[Stored items from a collection]

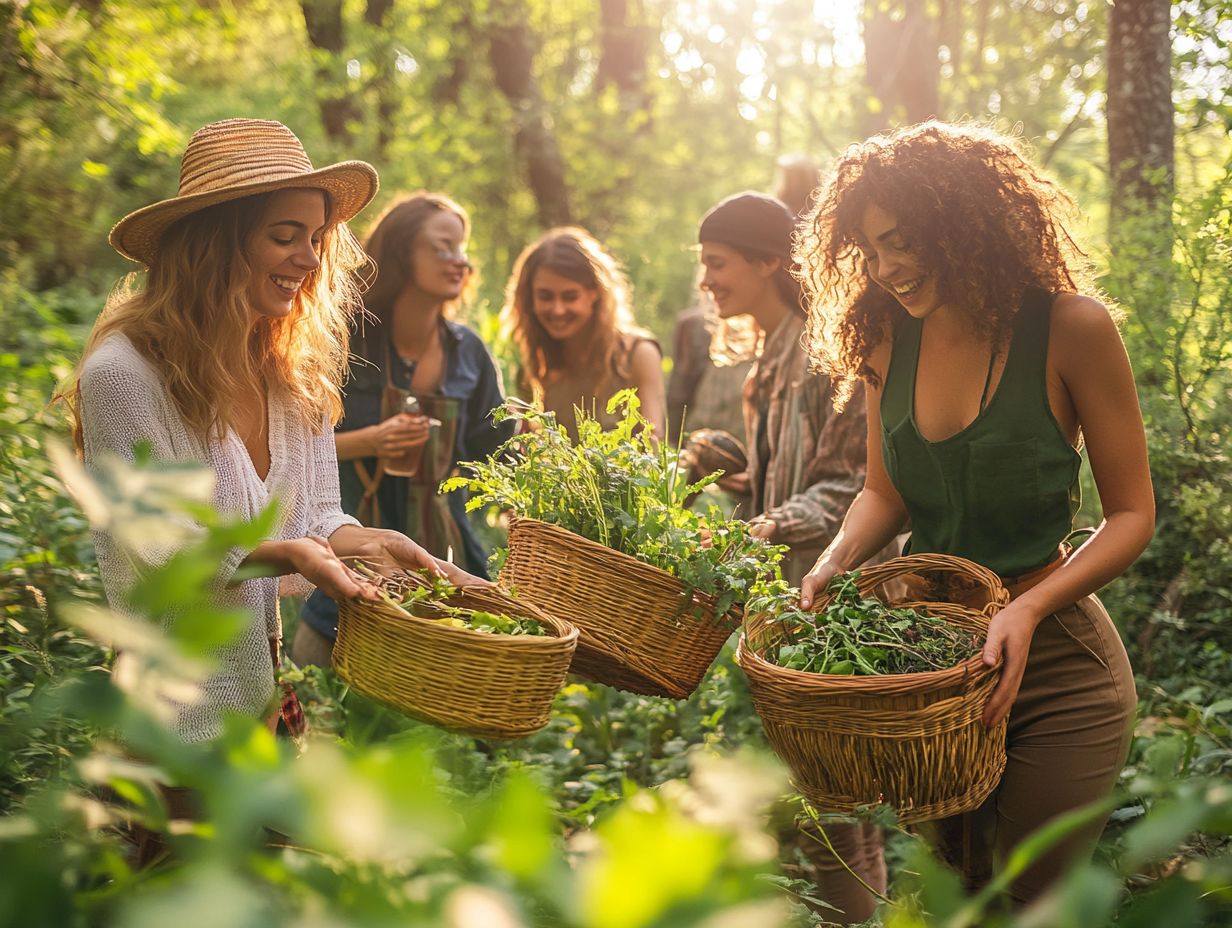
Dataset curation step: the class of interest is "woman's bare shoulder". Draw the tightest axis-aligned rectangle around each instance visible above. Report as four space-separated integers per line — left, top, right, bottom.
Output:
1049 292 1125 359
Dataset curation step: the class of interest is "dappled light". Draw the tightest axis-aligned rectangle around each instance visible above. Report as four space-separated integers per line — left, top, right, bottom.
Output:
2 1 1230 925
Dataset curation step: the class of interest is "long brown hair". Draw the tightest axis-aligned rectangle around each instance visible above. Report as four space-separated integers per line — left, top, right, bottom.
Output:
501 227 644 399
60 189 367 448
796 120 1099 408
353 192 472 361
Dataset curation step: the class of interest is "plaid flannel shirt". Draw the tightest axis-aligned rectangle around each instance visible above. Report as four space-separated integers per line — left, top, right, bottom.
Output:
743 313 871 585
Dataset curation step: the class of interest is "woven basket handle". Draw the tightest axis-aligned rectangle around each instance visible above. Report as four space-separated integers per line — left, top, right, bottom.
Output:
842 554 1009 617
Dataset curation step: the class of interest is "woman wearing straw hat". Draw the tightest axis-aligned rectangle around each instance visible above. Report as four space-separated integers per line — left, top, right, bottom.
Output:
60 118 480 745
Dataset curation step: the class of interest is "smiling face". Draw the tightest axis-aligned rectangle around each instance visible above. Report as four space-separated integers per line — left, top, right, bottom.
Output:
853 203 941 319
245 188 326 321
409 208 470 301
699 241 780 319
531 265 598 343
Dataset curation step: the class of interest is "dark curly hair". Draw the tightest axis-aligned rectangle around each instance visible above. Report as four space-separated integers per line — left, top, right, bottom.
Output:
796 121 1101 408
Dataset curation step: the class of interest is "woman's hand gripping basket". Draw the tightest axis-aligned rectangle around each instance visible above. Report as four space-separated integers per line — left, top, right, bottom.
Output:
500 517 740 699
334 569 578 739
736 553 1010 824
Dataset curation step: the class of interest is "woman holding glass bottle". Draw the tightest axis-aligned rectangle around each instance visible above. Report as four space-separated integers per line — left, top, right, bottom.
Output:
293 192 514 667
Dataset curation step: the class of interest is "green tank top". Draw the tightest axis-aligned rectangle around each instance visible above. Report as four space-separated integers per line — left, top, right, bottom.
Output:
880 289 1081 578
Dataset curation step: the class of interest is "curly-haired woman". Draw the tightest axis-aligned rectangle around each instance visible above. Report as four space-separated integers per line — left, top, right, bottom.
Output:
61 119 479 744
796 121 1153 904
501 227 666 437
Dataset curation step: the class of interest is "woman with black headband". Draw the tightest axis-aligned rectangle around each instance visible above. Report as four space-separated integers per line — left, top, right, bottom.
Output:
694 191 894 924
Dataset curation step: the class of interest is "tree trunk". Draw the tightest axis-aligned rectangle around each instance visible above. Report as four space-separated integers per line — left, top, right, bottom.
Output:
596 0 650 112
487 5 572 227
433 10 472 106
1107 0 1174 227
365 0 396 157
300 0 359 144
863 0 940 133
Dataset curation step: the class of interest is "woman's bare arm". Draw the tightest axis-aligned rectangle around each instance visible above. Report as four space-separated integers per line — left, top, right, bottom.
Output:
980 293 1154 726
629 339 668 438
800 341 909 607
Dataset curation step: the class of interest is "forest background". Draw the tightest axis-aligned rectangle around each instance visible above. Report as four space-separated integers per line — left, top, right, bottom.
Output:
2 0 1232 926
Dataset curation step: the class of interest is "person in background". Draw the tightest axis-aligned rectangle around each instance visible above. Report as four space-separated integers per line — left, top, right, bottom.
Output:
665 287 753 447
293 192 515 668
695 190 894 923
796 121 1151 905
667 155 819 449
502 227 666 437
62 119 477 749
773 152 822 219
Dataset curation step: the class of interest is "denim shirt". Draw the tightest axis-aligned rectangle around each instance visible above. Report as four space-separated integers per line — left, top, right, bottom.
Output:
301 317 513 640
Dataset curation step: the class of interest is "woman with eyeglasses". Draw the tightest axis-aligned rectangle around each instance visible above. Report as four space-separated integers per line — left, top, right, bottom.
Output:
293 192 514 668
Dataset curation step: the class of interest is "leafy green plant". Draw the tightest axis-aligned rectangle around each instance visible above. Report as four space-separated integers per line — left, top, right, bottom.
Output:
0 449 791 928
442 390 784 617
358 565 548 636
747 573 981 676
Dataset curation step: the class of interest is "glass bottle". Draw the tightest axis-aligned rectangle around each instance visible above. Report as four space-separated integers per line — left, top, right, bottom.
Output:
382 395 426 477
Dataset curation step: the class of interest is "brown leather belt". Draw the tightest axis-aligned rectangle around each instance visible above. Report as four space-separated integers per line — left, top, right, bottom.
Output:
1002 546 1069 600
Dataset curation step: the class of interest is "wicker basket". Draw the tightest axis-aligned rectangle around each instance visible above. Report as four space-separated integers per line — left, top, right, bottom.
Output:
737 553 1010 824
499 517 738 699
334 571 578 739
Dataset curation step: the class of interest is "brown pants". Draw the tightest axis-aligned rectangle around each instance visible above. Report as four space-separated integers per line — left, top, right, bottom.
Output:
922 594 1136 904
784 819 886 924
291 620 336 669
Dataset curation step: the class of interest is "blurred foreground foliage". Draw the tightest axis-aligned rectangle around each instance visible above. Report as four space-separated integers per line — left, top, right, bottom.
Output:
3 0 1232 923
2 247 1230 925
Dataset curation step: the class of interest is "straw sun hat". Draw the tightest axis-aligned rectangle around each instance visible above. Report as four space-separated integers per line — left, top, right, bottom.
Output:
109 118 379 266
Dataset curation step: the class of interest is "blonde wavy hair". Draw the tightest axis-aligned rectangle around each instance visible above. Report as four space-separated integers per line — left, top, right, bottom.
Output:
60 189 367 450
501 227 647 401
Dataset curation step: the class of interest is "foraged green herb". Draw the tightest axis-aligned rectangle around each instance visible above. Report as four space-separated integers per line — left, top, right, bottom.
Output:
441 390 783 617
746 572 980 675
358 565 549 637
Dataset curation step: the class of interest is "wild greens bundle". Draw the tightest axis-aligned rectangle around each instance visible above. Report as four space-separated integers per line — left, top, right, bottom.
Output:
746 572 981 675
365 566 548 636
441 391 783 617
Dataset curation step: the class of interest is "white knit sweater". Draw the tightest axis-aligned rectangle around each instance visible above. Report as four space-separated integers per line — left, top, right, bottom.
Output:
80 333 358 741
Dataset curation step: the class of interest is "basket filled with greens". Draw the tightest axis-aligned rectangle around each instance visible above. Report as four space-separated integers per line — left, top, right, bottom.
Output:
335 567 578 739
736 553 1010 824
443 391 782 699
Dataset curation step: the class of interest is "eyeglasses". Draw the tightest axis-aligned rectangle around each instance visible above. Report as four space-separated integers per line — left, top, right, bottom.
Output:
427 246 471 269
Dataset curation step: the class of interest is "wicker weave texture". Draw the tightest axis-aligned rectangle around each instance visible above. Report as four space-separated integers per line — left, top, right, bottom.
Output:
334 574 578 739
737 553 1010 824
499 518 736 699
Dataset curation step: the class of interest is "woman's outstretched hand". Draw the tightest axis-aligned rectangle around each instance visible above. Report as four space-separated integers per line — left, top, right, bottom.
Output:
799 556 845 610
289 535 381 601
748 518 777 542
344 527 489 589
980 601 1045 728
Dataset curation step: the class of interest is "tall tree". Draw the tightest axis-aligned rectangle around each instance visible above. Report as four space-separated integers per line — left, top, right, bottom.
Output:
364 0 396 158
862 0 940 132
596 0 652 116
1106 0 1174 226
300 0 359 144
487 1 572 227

---

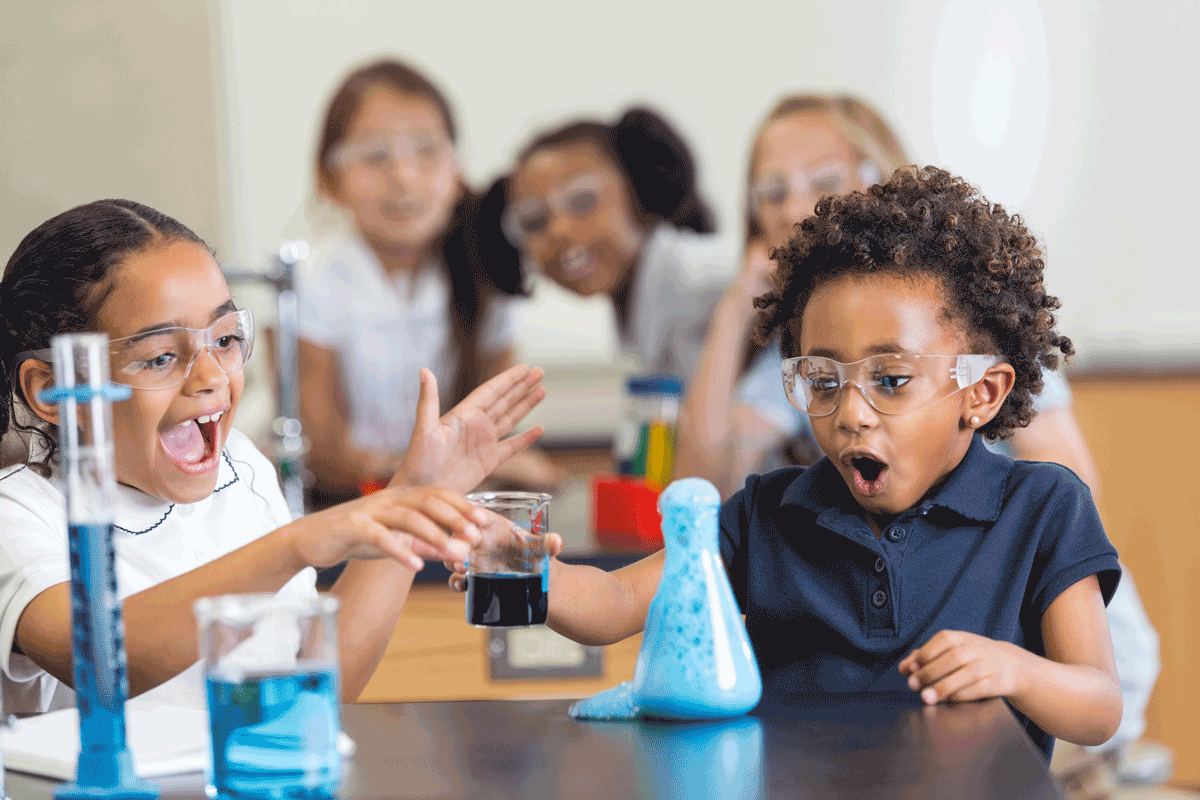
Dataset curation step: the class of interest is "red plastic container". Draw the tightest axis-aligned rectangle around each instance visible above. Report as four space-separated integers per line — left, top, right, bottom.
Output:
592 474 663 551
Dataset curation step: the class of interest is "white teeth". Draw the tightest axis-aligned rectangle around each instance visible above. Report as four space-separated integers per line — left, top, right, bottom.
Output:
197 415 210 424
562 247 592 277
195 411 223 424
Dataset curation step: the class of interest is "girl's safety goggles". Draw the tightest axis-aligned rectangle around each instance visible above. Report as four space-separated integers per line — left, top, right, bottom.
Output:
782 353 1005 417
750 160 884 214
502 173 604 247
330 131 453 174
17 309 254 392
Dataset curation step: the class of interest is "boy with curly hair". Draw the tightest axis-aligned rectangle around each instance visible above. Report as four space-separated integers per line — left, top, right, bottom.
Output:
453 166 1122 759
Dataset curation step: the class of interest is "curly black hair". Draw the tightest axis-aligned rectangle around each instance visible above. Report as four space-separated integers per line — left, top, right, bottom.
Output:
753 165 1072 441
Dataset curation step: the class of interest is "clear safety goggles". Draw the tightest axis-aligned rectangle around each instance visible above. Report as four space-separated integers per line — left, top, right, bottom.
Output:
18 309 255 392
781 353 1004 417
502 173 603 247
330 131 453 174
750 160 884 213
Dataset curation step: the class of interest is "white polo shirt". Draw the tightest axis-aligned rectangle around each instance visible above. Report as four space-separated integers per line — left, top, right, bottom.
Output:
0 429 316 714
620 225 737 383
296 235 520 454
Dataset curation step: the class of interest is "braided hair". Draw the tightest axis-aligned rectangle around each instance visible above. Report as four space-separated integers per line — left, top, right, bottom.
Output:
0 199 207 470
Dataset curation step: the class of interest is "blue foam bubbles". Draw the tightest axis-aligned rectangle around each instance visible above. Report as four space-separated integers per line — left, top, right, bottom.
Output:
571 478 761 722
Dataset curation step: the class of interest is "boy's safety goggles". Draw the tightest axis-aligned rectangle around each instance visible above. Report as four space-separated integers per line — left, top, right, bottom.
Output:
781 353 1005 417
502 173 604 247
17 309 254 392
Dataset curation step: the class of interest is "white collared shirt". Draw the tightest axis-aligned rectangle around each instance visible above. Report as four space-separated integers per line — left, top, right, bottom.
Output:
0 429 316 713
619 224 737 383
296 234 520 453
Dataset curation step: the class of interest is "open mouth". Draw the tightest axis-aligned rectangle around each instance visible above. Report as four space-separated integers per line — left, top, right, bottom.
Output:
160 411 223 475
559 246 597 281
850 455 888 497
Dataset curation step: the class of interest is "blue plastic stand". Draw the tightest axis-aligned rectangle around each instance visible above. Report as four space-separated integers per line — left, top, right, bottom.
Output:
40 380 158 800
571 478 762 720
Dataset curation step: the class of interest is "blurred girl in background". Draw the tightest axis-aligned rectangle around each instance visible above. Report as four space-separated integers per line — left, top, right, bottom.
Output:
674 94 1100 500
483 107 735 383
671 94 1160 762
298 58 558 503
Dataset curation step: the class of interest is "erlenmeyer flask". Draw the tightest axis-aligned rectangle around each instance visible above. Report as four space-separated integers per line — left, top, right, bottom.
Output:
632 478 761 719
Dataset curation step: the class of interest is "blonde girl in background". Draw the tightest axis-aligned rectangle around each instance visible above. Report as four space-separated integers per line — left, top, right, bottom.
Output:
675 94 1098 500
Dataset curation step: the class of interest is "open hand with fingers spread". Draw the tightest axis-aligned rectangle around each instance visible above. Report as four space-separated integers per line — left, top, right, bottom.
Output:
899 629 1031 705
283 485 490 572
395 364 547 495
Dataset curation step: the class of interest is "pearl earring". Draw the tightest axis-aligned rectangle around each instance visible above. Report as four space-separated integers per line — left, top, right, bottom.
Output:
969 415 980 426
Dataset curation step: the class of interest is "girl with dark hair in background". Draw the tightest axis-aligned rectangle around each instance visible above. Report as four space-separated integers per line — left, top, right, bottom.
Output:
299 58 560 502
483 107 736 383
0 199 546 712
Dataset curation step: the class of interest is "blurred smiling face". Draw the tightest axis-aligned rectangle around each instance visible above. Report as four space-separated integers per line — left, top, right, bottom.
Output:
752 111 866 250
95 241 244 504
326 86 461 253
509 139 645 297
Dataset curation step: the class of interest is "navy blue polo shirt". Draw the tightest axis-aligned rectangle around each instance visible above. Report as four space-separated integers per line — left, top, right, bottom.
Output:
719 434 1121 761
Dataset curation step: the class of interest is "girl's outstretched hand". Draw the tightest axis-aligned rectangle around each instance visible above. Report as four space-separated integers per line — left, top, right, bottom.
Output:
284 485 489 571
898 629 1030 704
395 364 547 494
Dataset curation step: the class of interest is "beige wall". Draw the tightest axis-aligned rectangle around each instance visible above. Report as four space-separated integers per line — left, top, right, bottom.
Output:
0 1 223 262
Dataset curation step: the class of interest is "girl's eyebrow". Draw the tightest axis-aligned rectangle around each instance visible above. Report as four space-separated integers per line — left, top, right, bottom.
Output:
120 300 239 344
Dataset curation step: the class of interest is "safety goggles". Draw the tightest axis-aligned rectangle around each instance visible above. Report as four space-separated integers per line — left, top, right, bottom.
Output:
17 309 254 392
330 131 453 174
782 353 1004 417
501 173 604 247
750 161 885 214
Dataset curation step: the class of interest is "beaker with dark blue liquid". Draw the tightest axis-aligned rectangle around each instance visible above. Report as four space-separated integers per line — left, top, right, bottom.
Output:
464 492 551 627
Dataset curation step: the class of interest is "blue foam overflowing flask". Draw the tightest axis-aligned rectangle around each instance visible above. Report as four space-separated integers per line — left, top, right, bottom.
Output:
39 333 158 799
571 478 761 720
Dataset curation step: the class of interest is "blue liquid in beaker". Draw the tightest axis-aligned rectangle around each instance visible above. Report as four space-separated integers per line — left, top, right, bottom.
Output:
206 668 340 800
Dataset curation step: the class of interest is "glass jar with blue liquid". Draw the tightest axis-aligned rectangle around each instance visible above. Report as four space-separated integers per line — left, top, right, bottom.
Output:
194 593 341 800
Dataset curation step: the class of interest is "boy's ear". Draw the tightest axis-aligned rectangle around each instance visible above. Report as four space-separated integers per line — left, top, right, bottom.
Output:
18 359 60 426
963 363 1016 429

Exercise prompt: Look through the entries above and count each line holding "blurred"; report the count alone.

Exercise result: 3